- [Your objective] Each line of the entries that contains the word "pickup" adds one. Reply with the resulting number only.
------
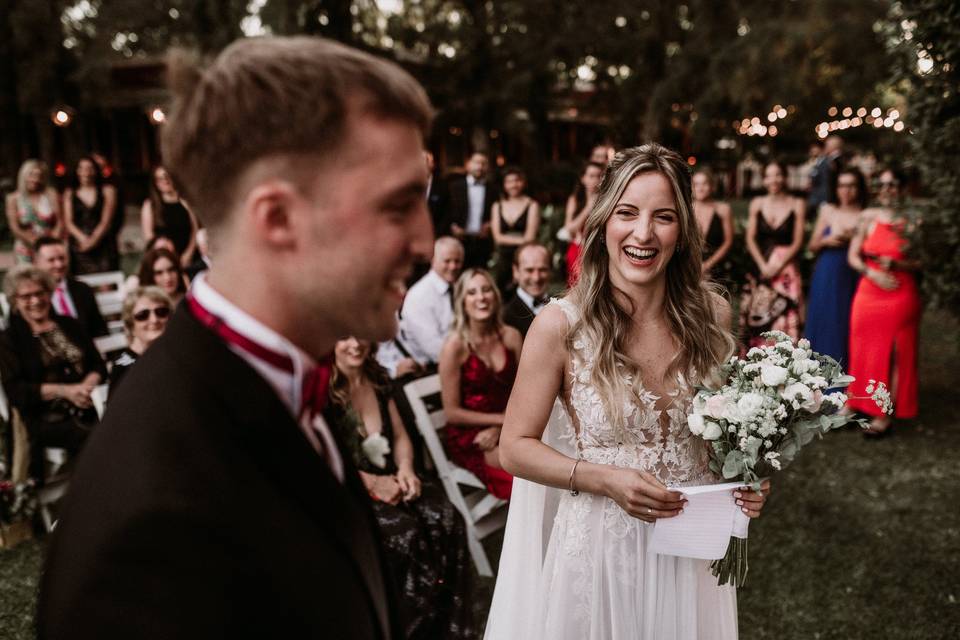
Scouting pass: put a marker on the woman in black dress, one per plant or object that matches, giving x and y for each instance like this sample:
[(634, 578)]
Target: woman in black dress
[(160, 268), (715, 221), (50, 367), (165, 214), (516, 220), (145, 314), (423, 534), (89, 208)]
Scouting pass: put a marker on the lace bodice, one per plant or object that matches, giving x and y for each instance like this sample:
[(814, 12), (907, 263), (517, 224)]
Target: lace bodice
[(652, 440)]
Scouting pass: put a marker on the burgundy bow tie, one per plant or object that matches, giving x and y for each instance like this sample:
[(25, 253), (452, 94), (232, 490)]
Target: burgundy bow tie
[(316, 381)]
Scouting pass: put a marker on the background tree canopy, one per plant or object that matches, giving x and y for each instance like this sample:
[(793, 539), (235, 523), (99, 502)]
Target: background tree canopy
[(685, 73)]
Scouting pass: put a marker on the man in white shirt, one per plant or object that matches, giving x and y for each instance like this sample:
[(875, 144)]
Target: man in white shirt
[(531, 270), (428, 308), (471, 199), (214, 500), (71, 297)]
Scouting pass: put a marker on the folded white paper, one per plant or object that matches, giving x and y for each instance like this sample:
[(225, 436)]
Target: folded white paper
[(703, 530)]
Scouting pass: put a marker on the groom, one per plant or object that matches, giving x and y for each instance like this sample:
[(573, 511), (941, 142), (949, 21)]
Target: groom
[(213, 501)]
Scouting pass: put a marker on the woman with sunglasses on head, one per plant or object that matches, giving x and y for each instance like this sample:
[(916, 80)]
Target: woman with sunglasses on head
[(834, 281), (145, 314), (885, 317)]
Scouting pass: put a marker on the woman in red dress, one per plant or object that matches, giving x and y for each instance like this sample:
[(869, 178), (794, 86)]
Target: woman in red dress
[(885, 317), (478, 364)]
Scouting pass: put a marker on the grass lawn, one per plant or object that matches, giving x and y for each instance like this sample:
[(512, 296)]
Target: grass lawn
[(860, 539)]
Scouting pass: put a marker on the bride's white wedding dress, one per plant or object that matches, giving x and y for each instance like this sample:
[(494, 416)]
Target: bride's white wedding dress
[(585, 573)]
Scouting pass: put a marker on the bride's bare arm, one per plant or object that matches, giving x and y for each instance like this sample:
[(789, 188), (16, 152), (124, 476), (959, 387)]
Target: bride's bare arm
[(539, 381)]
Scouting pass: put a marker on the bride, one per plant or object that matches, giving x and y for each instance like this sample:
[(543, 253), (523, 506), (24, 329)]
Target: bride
[(621, 352)]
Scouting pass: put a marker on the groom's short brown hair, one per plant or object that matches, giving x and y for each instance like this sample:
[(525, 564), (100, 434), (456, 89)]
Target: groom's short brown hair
[(270, 97)]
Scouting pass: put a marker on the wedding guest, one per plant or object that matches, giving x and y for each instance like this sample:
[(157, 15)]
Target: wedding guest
[(201, 260), (213, 500), (624, 352), (885, 316), (423, 534), (772, 297), (478, 365), (578, 208), (33, 210), (427, 312), (50, 367), (824, 175), (71, 298), (834, 280), (89, 208), (715, 220), (145, 314), (516, 220), (161, 268), (165, 213), (470, 203), (531, 270)]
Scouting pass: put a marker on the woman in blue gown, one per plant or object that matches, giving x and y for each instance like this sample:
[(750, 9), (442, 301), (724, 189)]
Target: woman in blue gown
[(834, 281)]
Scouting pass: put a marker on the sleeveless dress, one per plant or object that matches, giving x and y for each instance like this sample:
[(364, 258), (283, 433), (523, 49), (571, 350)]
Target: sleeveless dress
[(597, 581), (486, 390), (772, 304), (174, 223), (884, 326), (425, 545), (40, 220), (505, 253), (104, 256), (831, 294)]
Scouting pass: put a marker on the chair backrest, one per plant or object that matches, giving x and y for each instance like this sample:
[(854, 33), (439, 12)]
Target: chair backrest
[(108, 288), (109, 345), (429, 417)]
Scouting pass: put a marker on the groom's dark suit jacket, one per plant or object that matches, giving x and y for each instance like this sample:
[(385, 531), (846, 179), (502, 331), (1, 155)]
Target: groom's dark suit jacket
[(199, 510)]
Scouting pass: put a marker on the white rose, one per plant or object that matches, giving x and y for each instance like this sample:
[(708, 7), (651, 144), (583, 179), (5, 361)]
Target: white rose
[(715, 406), (750, 403), (712, 431), (797, 393), (695, 422), (375, 448), (772, 375)]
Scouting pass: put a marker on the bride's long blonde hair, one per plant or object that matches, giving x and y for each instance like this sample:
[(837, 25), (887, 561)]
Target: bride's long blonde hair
[(690, 308)]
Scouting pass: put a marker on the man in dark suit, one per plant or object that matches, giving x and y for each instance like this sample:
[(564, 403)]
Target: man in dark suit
[(531, 271), (471, 199), (213, 501), (71, 297), (823, 177)]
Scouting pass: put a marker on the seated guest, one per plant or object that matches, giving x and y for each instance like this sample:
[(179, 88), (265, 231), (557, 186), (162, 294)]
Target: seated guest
[(145, 314), (422, 533), (427, 311), (201, 260), (531, 270), (50, 366), (160, 268), (71, 297), (477, 369)]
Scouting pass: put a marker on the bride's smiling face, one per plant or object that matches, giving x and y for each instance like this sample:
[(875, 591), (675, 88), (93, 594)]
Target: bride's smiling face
[(642, 232)]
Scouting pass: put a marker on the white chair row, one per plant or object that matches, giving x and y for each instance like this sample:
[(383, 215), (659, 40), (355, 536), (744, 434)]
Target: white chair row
[(483, 512)]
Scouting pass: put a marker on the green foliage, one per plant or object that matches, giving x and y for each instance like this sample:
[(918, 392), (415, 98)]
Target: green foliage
[(927, 43)]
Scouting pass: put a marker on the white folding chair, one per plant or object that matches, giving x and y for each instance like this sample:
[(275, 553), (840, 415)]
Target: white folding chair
[(108, 288), (483, 512), (109, 344)]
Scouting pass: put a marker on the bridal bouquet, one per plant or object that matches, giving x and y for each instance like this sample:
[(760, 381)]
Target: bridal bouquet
[(772, 403)]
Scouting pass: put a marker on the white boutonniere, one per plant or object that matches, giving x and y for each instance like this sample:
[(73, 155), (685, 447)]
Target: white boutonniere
[(375, 447)]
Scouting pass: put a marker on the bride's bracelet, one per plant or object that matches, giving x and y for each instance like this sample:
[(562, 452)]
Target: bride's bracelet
[(573, 471)]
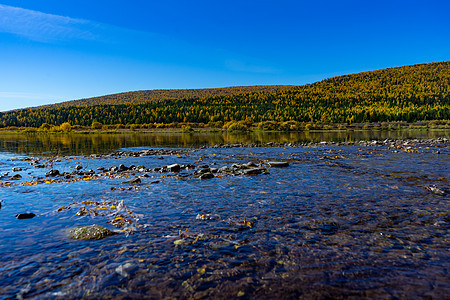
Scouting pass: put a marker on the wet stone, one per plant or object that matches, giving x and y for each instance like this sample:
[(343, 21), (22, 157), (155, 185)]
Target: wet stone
[(206, 176), (25, 216), (278, 164), (136, 180), (52, 173), (174, 168), (16, 177), (92, 232)]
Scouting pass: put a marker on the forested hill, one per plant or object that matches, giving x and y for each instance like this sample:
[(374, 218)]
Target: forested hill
[(409, 93), (138, 97)]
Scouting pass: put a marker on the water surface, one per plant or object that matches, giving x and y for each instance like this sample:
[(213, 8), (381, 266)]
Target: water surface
[(365, 221)]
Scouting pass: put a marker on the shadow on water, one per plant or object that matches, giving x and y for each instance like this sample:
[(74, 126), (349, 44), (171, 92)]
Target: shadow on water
[(86, 144)]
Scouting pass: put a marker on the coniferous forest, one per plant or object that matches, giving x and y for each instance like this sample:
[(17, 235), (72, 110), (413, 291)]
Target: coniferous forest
[(409, 94)]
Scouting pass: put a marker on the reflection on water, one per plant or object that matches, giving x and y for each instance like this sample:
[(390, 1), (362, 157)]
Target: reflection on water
[(86, 144), (338, 222)]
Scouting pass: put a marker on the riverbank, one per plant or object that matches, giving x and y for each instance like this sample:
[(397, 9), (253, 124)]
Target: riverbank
[(233, 126), (226, 220)]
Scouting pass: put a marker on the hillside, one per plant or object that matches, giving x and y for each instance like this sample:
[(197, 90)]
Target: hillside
[(139, 97), (409, 93)]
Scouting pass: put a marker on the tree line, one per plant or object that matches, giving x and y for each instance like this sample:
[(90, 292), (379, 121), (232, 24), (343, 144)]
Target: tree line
[(410, 94)]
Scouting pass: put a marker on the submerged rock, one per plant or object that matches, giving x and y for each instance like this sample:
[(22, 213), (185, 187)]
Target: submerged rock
[(25, 216), (278, 164), (52, 173), (174, 168), (206, 176), (92, 232), (16, 177), (136, 180)]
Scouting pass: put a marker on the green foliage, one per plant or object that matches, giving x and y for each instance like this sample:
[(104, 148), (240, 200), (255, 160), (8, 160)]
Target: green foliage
[(66, 127), (187, 128), (410, 94), (96, 125), (236, 126)]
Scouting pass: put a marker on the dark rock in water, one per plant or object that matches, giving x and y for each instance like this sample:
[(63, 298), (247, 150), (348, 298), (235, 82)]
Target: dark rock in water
[(278, 164), (254, 171), (25, 216), (92, 232), (52, 173), (16, 177), (203, 171), (174, 168), (206, 176), (89, 172), (122, 168), (136, 180)]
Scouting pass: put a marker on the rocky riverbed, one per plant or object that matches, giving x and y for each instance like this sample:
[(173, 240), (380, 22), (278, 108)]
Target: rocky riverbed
[(327, 219)]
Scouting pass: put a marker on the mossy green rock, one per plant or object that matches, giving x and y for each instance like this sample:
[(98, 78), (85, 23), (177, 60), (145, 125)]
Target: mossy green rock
[(92, 232)]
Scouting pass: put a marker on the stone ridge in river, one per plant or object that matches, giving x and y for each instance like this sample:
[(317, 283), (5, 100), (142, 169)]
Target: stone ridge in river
[(91, 232)]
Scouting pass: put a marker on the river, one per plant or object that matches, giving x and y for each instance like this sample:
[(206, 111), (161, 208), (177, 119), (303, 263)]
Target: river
[(362, 215)]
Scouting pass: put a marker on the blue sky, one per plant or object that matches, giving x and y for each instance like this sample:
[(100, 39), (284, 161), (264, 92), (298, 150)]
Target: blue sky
[(54, 51)]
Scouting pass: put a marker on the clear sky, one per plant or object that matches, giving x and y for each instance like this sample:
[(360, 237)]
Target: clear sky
[(54, 51)]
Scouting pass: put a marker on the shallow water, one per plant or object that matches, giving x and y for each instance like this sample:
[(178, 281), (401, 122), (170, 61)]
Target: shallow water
[(86, 144), (339, 222)]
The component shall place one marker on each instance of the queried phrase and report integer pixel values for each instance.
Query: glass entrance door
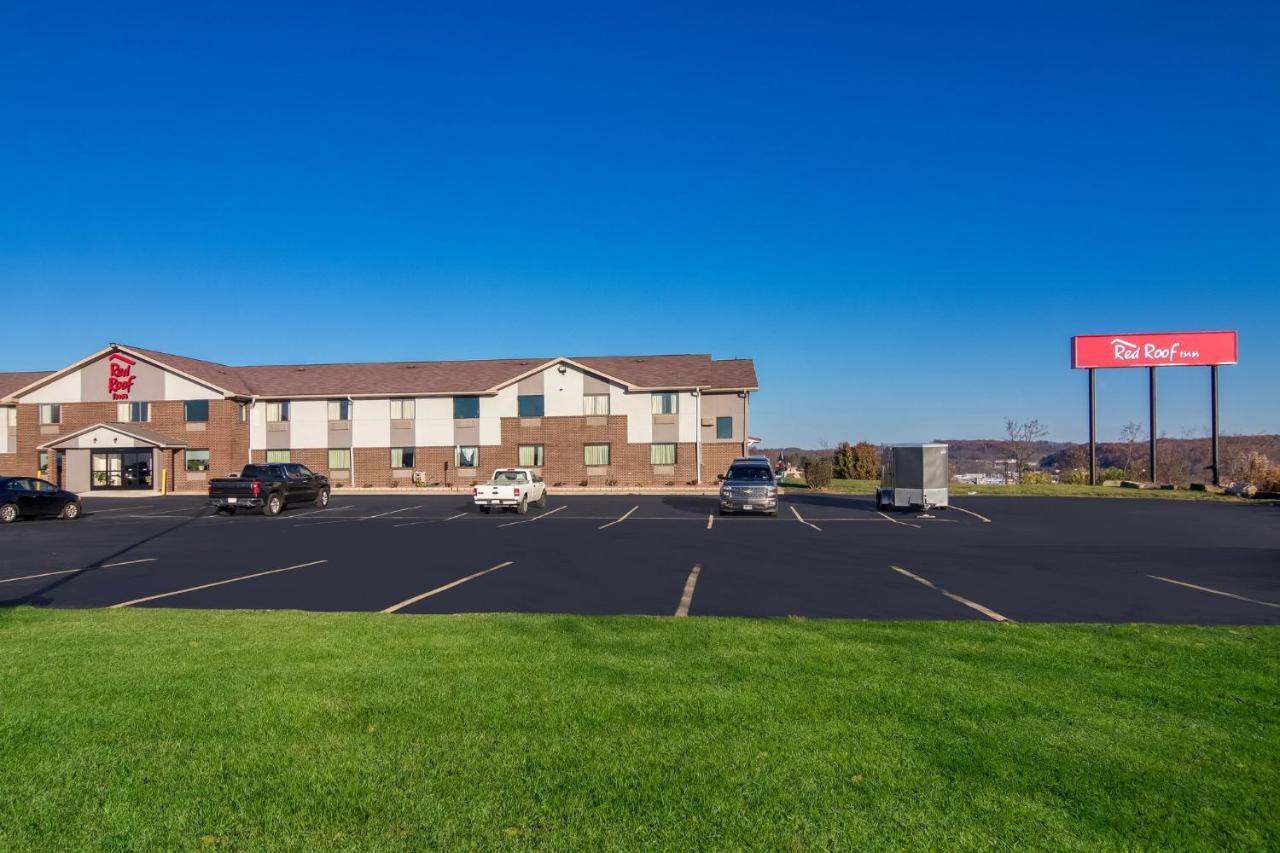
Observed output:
(120, 469)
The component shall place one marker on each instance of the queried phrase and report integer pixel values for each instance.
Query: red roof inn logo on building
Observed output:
(119, 378)
(1184, 349)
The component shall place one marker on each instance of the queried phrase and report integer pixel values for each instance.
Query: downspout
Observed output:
(351, 413)
(248, 422)
(698, 433)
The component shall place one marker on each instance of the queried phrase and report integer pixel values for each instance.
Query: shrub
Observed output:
(817, 474)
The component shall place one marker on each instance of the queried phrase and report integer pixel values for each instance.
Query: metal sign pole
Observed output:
(1153, 430)
(1212, 374)
(1093, 432)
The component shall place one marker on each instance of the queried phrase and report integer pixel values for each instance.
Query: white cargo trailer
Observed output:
(913, 475)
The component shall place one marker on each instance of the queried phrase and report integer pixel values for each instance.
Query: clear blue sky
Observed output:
(901, 211)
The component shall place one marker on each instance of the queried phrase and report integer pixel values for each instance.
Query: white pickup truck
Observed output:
(511, 488)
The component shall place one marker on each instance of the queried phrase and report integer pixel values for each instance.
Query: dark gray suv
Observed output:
(749, 487)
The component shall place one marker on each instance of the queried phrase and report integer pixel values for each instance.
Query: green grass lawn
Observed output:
(152, 729)
(1042, 489)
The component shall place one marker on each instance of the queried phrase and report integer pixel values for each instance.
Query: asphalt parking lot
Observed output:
(1013, 559)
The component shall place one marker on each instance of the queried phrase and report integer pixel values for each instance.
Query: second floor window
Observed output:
(339, 410)
(195, 411)
(666, 404)
(136, 413)
(530, 405)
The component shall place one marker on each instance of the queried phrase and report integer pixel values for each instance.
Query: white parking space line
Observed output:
(216, 583)
(618, 520)
(984, 611)
(981, 518)
(1216, 592)
(406, 509)
(68, 571)
(686, 598)
(533, 519)
(447, 587)
(328, 509)
(800, 519)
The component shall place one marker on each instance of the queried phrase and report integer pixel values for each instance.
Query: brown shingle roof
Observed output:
(472, 377)
(12, 382)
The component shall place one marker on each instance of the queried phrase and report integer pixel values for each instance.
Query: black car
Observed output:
(27, 497)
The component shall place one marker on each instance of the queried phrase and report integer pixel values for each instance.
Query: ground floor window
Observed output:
(662, 454)
(595, 455)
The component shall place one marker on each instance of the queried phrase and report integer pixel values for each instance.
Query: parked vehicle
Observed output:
(749, 486)
(511, 488)
(28, 497)
(269, 488)
(914, 475)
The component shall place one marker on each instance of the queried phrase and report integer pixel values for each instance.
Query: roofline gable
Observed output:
(105, 351)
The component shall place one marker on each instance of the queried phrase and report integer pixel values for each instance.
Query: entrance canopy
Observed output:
(114, 437)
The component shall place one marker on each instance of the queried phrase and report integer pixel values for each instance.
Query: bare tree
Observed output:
(1023, 437)
(1129, 434)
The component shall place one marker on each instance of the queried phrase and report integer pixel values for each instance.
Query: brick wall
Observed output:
(224, 437)
(562, 439)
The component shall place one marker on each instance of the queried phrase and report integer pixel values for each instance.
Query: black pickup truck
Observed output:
(269, 488)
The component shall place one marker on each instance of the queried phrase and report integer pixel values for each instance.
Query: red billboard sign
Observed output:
(119, 379)
(1161, 350)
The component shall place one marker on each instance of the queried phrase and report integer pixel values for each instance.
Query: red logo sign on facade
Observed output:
(1164, 350)
(119, 378)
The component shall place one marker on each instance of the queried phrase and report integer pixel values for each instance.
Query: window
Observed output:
(530, 405)
(467, 457)
(133, 413)
(595, 455)
(196, 410)
(666, 404)
(662, 454)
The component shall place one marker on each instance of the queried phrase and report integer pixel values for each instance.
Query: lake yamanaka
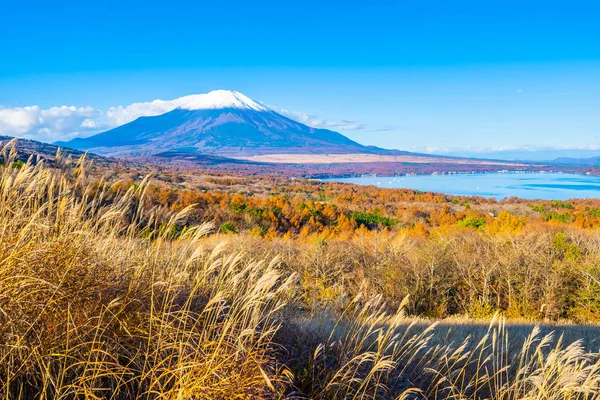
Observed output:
(546, 186)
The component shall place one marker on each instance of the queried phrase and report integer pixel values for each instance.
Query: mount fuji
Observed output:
(224, 123)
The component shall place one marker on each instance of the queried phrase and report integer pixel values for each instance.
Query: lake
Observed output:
(547, 186)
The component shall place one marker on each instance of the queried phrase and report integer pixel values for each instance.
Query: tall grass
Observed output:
(102, 298)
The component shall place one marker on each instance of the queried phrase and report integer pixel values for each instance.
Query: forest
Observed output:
(144, 282)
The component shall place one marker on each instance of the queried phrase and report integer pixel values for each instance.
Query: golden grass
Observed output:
(100, 298)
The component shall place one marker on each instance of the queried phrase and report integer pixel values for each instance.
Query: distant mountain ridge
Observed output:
(223, 123)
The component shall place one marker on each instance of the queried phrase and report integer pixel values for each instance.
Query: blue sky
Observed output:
(435, 76)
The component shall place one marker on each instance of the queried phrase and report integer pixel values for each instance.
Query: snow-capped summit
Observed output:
(219, 99)
(221, 122)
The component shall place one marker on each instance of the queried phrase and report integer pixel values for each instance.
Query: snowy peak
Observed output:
(220, 99)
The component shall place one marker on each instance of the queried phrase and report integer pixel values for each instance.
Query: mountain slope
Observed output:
(221, 122)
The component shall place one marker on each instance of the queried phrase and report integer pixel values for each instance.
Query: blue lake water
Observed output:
(547, 186)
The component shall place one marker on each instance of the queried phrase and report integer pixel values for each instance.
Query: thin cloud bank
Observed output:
(318, 122)
(48, 124)
(67, 122)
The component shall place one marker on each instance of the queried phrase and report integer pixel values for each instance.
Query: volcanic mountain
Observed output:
(224, 123)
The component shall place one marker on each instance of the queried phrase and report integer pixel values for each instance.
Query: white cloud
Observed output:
(67, 122)
(48, 124)
(318, 122)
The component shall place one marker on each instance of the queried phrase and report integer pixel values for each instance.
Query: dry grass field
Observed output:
(103, 298)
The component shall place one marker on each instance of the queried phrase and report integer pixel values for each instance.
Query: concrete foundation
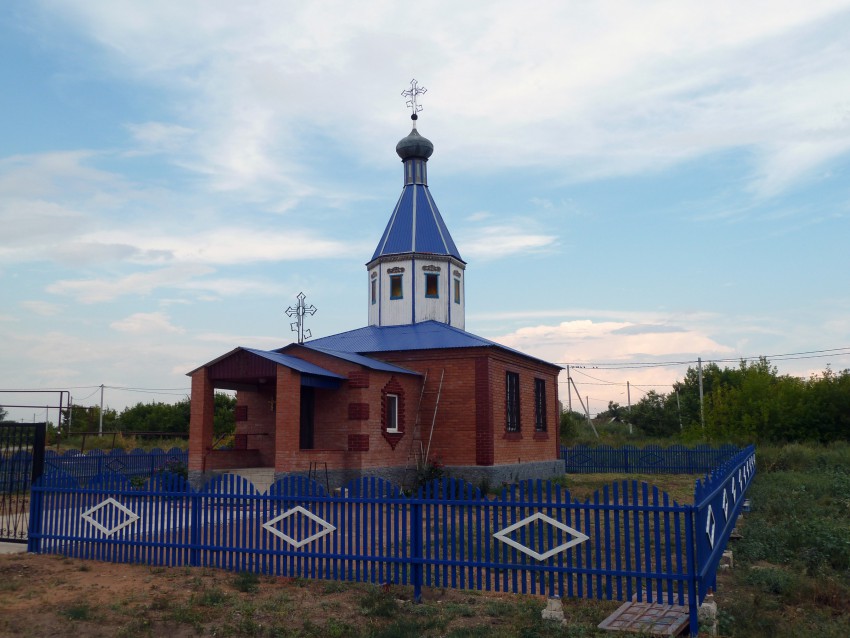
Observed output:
(489, 477)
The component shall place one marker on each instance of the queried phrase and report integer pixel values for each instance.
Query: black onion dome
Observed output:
(414, 145)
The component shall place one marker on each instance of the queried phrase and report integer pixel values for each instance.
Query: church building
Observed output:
(410, 390)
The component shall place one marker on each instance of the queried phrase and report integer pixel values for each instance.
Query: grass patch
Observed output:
(78, 611)
(246, 582)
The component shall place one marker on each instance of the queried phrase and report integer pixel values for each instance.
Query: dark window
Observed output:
(540, 405)
(432, 285)
(392, 413)
(512, 402)
(395, 287)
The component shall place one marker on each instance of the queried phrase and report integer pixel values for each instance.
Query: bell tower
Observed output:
(416, 273)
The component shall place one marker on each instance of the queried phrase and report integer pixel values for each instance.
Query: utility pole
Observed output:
(679, 406)
(586, 408)
(100, 427)
(701, 410)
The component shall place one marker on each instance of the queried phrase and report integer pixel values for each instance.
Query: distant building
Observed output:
(411, 388)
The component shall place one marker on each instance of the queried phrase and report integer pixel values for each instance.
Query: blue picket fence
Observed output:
(653, 459)
(629, 541)
(718, 500)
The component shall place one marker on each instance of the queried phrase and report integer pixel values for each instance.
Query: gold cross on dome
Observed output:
(414, 91)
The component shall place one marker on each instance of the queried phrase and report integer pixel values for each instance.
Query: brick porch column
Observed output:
(287, 420)
(202, 412)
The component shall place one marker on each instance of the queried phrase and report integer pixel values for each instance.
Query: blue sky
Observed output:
(630, 183)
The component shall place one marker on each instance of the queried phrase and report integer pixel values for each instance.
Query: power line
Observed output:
(807, 354)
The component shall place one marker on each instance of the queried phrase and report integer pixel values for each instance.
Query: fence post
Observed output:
(195, 530)
(416, 549)
(693, 571)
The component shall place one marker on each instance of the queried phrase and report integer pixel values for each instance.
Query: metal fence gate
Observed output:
(21, 463)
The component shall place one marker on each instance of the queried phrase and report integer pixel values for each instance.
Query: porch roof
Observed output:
(366, 362)
(294, 363)
(426, 335)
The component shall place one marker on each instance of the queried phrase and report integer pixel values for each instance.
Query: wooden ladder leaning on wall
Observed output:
(418, 450)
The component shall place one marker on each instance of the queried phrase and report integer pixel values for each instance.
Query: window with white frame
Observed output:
(432, 286)
(392, 412)
(512, 423)
(396, 290)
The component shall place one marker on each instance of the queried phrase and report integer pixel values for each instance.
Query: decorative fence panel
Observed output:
(630, 541)
(718, 500)
(652, 459)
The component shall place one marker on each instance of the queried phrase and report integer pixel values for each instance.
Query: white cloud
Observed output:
(155, 137)
(43, 308)
(603, 88)
(135, 284)
(583, 343)
(493, 242)
(146, 322)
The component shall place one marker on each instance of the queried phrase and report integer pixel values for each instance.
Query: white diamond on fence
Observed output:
(578, 537)
(87, 516)
(327, 527)
(115, 465)
(710, 526)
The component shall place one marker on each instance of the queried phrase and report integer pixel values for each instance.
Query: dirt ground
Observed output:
(48, 595)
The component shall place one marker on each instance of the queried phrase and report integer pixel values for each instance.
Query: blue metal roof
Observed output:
(366, 362)
(294, 363)
(426, 335)
(416, 226)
------
- [Task result] 2